◆ Records shown ◆
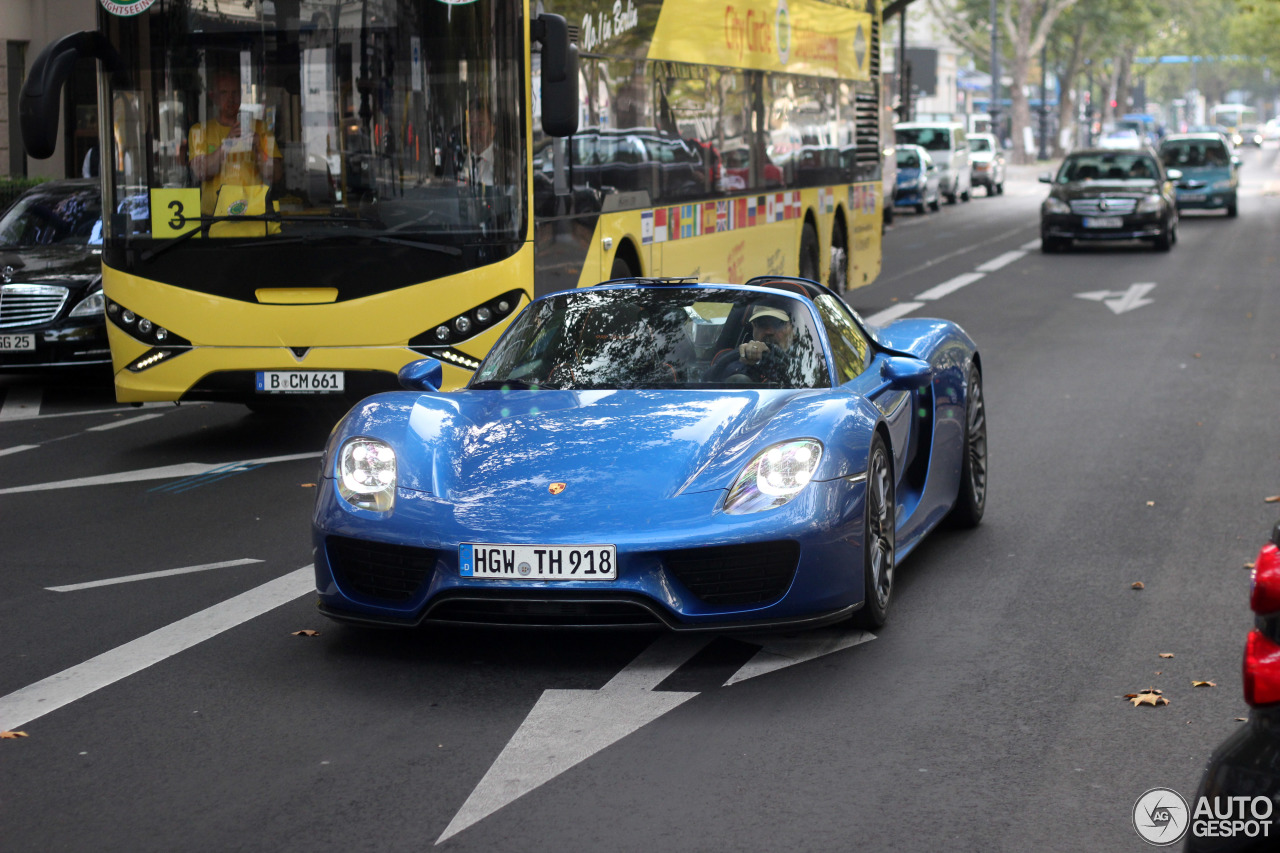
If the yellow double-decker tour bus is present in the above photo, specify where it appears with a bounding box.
[19,0,884,405]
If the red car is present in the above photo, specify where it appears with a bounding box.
[1185,524,1280,853]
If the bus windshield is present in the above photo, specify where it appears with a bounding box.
[101,0,527,262]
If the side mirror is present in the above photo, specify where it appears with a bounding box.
[881,356,933,391]
[397,359,444,393]
[18,29,124,160]
[530,14,579,136]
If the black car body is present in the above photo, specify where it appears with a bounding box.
[0,181,111,370]
[1185,524,1280,853]
[1041,147,1181,252]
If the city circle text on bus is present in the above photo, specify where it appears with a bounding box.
[724,5,773,59]
[582,0,640,50]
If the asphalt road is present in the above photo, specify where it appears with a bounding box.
[0,149,1280,853]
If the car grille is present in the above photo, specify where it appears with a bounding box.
[426,590,663,628]
[325,537,435,602]
[662,542,800,605]
[1071,199,1138,216]
[0,284,70,329]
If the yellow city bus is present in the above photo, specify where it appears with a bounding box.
[20,0,884,405]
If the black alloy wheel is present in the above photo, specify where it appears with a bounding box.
[852,433,897,629]
[950,364,987,528]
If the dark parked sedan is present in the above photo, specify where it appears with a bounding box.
[1041,149,1181,252]
[0,181,111,370]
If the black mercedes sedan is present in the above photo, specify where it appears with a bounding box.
[1041,147,1181,252]
[0,179,111,370]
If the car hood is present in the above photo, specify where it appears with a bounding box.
[0,246,102,283]
[340,389,849,508]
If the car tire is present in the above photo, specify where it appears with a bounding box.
[947,364,987,528]
[799,223,819,282]
[851,433,897,629]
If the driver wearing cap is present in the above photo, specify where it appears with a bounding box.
[707,297,795,382]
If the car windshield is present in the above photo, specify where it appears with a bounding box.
[470,286,831,391]
[893,127,951,151]
[0,184,102,248]
[1160,140,1230,169]
[1057,151,1160,183]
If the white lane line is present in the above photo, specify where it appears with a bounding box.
[915,273,986,300]
[865,302,924,325]
[0,566,315,731]
[974,248,1027,273]
[84,414,164,433]
[0,388,44,420]
[0,452,321,494]
[45,557,262,592]
[0,402,170,420]
[0,444,40,456]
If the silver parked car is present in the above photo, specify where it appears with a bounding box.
[969,133,1005,196]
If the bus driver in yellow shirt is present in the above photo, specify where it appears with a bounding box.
[188,70,280,216]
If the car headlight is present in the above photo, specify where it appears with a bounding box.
[724,438,822,515]
[69,288,106,316]
[338,437,396,512]
[1138,193,1164,213]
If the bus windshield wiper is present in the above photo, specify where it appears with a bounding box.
[140,213,381,261]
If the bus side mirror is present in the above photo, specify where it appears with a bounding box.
[18,31,123,160]
[531,14,579,136]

◆ Prompt ◆
Reproduce all of the records above word for word, leaving out the pictures.

◆ Solution to this task ◆
If the yellow double-decker tour bus is present in the above photo, specify where it appears with a bounding box.
[19,0,884,405]
If the red car is present in the above photo, specify where it appears with a bounding box.
[1185,524,1280,853]
If the bus windshield is present in the above photo, specify where it appears with a bounding box.
[101,0,527,262]
If the side mirror is present in the above photo, specify where it appears with a bounding box.
[881,356,933,391]
[397,359,444,393]
[18,29,124,160]
[530,14,579,136]
If the black car body is present in the above photo, specify where it appears with a bounding box.
[0,181,111,370]
[1185,524,1280,853]
[1041,147,1181,252]
If the city circle text on bus is present in the above photo, specify where it appears with a bounding box.
[724,5,773,59]
[582,0,640,50]
If the asphalt road is present in the above photo, specify where it appears with a bounding box.
[0,149,1280,853]
If the car grille is present in the above photo, specify where it appears with a bounding box.
[426,590,663,628]
[325,537,435,602]
[662,542,800,605]
[1071,199,1138,216]
[0,284,70,329]
If the yellow city bus is present in the above photo, specify where it appears with a bounding box.
[20,0,884,405]
If the black alloy wheel is present in the above photo, specify where it appears with a bounding box.
[852,433,897,629]
[950,364,987,528]
If the dark parked sedan is present in the above photo, specify where it appears with a bounding box.
[1041,149,1181,252]
[0,181,111,370]
If the black mercedes sedan is present in the above photo, specify where it appears with a bounding box.
[1041,147,1181,252]
[0,179,111,370]
If the car hood is present in the above photo, specify where it appears with a bounding box.
[0,246,102,283]
[340,389,849,508]
If the car tire is present in the above photo, specify where it appears with a bounding box.
[947,364,987,528]
[799,223,819,282]
[851,433,897,629]
If the driver wearing cap is present in the above photo, specify where it appears with a bounding box.
[707,297,795,382]
If the car windshield is present in the above photo, specify where it appears with a bounding box.
[470,286,831,391]
[893,127,951,151]
[0,184,102,248]
[1160,140,1230,169]
[1057,151,1160,183]
If the white lane line is present in the above photo, specify where it appears with a bounding box.
[915,273,986,300]
[865,302,924,325]
[0,566,315,731]
[974,248,1027,273]
[84,414,164,433]
[0,388,44,420]
[0,452,321,494]
[45,557,262,592]
[0,402,170,420]
[0,444,40,456]
If the silver parked car is present in the above photo, specify where it appears with a bounding box.
[969,133,1005,196]
If the bus driver in yellow shirt is present in the above photo, specify where it appears with a bounding box.
[188,70,280,216]
If the car headlight is present in the above photo, specify where it appears with a bounding box.
[724,438,822,515]
[69,288,106,316]
[338,437,396,512]
[1138,193,1164,213]
If the bus windshield wiper is present in the above photo, specify where it appears with a bounding box.
[140,213,381,261]
If the bus side mirror is present in the above photo, specify where it appears with a bounding box.
[18,31,123,160]
[531,14,579,136]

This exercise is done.